▶ Provided passage
Saving a Storied Farmhouse

The Benton Home

By Christina Davenport

Photography by Daniel Neuhoff/Creative Revolver

John Dalberg-Acton once said, “History is not a burden on the memory but an illumination of the soul.” And this sentiment couldn’t be more true for Brad and Wendy Benton.

When Brad purchased a 300-acre farm to raise cattle at the age of 27, he couldn’t help but feel as though he had uncovered a special slice of history. The property even came complete with a quaint 1930s farmhouse that offered a drastically different lifestyle than what he was used to. Fast forward several decades, and the farm is home to a whole new history – that of the Benton family.

Life on the farm hasn’t always been a walk in the pasture, however. When they first decided to undertake the addition of a retaining wall and the subsequent remodel of the home, Brad and Wendy were tasked with rectifying decades of water damage and other issues caused by less-than-ideal construction.

“People say they don’t build houses like they used to, and in our experience, that’s a good thing,” says Brad. “It would have probably been just as easy to tear the house down and start from scratch, but we raised our three children in this house, and we really wanted to keep those memories alive.” 

The end result is a functional farmhouse that is as comfortable as it is stylish. Although the home may be sporting a new coat of paint and updated finishes, the Bentons have worked hard to make sure that the storied history of the house – and the items in it – doesn’t fade with time.

▶ Stated goal
Carry the farmhouse article on past its final sentence. The material that comes next stands apart from the farmhouse article.

▶ Available data
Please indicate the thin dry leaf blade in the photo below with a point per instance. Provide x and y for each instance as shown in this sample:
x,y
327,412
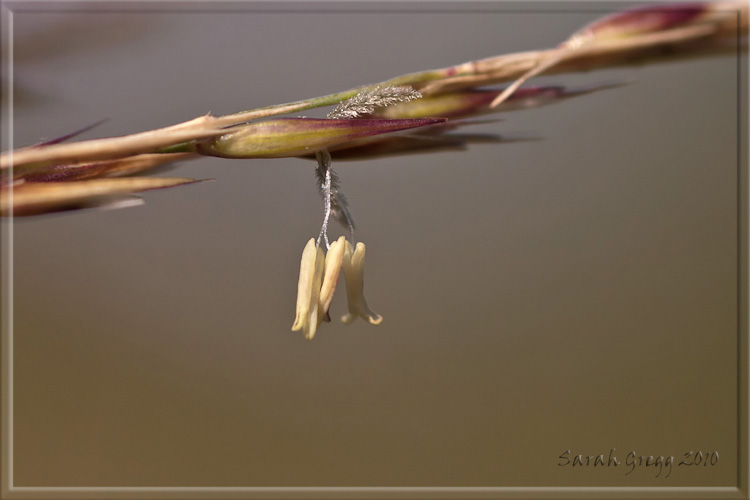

▶ Reply to the exercise
To access the hub of the Benton home, visitors can follow a charming pathway around the side of the house. The paved walkway that snakes around the corner opens into an expansive patio right off of the keeping room that is punctuated with various seating arrangements.

“This space has been crucial for us,” explains Wendy. “We have a very large family, and we love to entertain. We’ve had upwards of 60 people here before, and with the patio, it is still really comfortable.”

Staying true to the farmhouse style, the home features white siding dotted with black windows and doors. This pairing lends itself perfectly to a sense of sophistication all the while maintaining approachability – something that is a bit of a hallmark for the Benton home. 

Passing through a set of sliding French doors transports visitors into the Bentons’ keeping room. This inviting room embodies a certain warmth that is achieved through its size, neutral color palette, and stunning stone fireplace. A live-edge coffee table commands attention and rests on top of a lightly colored transitional rug, while a gray leather loveseat is mirrored by two upholstered armchairs and matching ottomans.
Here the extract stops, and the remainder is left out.